*RECORD LIST*.
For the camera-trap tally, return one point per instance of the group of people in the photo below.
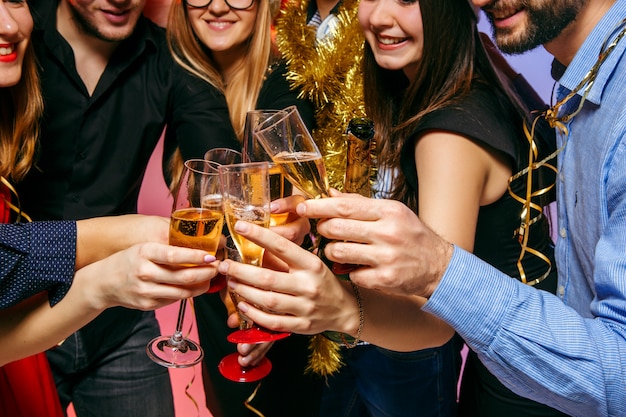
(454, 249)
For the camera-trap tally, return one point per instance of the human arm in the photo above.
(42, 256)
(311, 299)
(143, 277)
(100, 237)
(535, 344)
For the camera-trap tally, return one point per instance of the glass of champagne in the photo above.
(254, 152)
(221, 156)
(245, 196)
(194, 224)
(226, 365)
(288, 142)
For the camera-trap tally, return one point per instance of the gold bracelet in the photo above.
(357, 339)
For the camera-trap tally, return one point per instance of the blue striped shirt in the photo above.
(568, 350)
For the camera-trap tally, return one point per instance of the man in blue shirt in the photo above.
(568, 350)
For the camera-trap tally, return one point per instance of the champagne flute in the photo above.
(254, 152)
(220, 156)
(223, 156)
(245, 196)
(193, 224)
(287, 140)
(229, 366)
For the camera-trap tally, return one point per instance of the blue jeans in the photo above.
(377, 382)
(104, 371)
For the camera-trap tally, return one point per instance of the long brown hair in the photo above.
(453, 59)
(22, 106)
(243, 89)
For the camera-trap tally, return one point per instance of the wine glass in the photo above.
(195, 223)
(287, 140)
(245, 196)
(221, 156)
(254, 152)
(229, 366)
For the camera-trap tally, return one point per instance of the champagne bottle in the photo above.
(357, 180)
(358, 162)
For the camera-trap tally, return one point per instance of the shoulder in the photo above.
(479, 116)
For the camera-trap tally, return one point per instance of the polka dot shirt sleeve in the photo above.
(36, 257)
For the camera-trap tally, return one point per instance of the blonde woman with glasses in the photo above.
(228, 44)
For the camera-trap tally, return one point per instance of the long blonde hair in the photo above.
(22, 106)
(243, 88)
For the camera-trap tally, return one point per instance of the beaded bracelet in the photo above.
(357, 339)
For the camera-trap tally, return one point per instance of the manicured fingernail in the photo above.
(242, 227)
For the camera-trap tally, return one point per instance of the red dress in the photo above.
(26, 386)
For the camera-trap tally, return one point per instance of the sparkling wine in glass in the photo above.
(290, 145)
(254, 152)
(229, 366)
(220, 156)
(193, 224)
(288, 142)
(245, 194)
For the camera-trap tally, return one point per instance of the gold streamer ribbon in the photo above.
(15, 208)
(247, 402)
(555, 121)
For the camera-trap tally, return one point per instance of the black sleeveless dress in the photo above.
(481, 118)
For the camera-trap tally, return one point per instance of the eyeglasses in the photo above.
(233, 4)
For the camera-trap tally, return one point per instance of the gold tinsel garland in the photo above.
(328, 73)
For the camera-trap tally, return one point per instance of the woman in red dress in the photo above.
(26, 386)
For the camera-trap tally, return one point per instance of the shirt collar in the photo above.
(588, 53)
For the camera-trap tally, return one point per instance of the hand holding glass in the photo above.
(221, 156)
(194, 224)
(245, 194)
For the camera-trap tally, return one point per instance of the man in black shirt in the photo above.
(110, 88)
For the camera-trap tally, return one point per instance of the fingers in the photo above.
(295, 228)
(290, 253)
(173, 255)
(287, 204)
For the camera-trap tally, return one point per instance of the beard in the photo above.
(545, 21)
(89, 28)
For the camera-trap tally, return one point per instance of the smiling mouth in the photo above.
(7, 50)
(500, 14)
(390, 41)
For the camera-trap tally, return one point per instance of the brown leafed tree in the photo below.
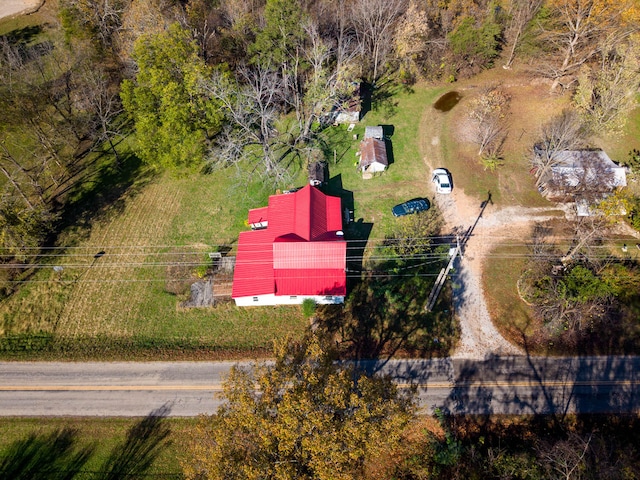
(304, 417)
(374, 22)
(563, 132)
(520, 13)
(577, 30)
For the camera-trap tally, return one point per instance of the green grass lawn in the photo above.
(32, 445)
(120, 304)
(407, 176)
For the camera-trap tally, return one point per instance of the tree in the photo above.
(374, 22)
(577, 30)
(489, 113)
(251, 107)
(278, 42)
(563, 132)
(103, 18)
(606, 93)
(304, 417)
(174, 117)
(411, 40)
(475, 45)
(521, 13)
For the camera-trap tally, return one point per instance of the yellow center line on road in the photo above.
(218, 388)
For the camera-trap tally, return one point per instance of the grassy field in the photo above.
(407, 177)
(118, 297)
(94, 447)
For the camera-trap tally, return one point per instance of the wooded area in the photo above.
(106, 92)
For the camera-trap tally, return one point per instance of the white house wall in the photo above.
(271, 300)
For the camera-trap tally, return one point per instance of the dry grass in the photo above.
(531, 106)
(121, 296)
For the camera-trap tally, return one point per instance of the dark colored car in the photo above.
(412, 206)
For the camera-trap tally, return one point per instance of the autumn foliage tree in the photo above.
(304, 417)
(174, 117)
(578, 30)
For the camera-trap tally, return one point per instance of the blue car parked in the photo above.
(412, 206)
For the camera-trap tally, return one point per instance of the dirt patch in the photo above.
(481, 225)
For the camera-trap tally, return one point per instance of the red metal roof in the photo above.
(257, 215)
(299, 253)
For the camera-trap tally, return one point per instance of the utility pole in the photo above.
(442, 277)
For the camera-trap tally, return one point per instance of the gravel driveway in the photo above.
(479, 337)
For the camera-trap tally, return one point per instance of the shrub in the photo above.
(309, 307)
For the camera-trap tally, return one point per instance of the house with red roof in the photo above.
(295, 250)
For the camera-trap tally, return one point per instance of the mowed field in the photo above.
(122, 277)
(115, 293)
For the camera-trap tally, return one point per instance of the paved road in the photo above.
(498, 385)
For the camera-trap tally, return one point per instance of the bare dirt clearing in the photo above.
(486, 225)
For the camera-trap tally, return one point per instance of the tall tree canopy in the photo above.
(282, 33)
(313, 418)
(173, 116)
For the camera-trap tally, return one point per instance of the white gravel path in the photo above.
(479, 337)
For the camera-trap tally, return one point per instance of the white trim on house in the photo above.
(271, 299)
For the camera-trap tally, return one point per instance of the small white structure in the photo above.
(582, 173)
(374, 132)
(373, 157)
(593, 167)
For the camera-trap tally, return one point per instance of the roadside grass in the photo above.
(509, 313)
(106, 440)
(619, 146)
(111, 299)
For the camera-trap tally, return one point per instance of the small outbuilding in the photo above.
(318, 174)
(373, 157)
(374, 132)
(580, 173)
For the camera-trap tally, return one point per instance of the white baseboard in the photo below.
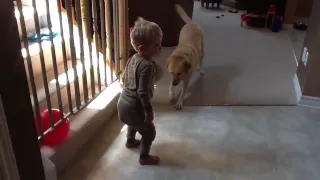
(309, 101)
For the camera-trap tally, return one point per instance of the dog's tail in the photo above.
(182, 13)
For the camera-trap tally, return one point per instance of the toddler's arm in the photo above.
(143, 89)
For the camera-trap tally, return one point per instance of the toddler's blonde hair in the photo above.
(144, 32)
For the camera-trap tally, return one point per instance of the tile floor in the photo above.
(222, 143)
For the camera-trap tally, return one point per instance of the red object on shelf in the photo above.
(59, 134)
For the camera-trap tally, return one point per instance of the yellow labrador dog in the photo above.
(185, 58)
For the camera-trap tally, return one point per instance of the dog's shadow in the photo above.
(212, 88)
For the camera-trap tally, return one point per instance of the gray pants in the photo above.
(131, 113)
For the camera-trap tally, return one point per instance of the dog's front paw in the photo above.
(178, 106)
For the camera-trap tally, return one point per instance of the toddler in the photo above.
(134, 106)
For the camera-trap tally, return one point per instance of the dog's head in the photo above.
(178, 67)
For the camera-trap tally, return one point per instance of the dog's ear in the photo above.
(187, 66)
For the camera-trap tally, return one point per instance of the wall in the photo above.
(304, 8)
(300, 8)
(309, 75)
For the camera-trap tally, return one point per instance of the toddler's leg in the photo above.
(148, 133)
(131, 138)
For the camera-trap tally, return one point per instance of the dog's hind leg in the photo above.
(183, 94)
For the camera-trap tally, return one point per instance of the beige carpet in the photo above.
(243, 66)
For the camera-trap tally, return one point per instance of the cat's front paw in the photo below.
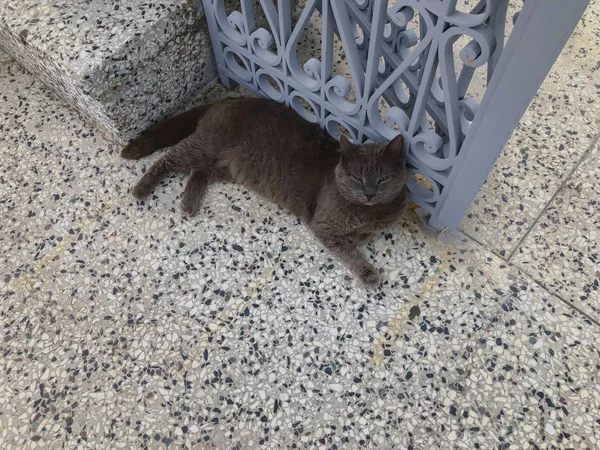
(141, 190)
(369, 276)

==

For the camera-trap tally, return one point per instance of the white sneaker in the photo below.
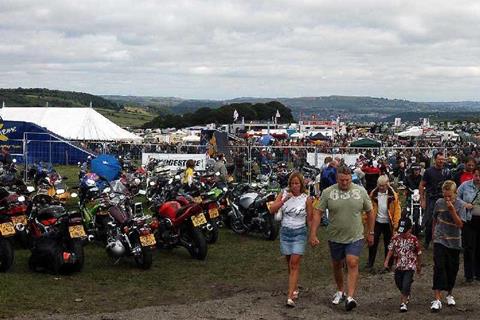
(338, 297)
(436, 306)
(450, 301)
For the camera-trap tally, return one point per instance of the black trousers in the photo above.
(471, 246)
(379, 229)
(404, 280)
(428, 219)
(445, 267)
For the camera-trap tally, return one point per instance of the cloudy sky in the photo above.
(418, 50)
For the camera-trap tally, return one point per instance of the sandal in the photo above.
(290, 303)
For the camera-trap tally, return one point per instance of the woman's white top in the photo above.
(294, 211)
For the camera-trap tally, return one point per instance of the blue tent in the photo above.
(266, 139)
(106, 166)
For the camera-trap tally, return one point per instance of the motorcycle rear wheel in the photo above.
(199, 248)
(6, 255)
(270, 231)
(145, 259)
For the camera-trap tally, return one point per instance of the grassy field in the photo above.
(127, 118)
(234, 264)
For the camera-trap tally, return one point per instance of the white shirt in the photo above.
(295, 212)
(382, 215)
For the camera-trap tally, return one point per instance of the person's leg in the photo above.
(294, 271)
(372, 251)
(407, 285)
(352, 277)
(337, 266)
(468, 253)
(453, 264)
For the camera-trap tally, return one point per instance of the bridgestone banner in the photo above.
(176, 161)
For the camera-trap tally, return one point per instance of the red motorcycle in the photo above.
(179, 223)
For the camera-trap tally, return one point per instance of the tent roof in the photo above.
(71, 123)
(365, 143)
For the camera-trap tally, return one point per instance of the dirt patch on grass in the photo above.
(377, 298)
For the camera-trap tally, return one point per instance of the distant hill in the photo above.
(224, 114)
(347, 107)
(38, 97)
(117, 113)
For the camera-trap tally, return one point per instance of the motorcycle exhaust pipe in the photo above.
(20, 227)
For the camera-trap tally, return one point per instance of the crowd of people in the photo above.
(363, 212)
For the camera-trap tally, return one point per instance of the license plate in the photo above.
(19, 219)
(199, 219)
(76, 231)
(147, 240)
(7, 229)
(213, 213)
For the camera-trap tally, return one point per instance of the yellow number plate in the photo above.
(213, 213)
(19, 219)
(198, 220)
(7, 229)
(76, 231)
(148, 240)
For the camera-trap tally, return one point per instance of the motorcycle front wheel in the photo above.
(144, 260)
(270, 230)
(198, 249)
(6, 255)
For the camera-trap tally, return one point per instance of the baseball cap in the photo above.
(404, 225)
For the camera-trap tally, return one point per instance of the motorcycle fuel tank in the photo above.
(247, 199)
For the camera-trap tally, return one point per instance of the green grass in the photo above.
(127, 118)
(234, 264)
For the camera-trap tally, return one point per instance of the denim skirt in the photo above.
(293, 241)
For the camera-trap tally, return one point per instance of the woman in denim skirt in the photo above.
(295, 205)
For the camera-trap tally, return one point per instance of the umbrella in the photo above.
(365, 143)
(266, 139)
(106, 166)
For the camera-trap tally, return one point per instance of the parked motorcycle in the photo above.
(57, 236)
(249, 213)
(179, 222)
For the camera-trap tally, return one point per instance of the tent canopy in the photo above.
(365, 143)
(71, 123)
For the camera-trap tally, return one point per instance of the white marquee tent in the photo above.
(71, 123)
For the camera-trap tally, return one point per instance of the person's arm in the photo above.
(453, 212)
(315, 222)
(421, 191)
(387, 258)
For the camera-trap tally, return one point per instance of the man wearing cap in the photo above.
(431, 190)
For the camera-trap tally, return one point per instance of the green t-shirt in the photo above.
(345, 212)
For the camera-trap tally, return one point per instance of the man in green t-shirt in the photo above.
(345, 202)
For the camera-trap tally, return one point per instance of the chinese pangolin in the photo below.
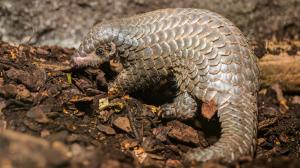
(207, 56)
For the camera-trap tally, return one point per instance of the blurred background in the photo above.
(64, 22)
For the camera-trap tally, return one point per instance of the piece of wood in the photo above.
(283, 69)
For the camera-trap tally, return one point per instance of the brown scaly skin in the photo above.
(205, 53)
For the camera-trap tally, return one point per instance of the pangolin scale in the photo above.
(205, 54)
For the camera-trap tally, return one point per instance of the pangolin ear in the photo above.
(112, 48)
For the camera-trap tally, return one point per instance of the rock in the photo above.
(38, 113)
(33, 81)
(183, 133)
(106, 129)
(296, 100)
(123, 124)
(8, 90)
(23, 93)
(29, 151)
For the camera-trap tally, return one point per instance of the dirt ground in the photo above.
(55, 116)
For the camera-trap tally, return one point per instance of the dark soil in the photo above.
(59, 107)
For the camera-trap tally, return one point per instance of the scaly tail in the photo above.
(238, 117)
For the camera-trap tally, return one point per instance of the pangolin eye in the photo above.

*TASK DETAILS*. Gather every row above that contains the string "canopy" and copy each one out in full. Case counts, so only rows with that exact capitalization qualify.

*TASK RESPONSE*.
For the camera-trap tally, return one point per instance of the tall tree canopy in the photo above.
For the camera-trap tally, return one point per instance of the tent canopy in the photo above.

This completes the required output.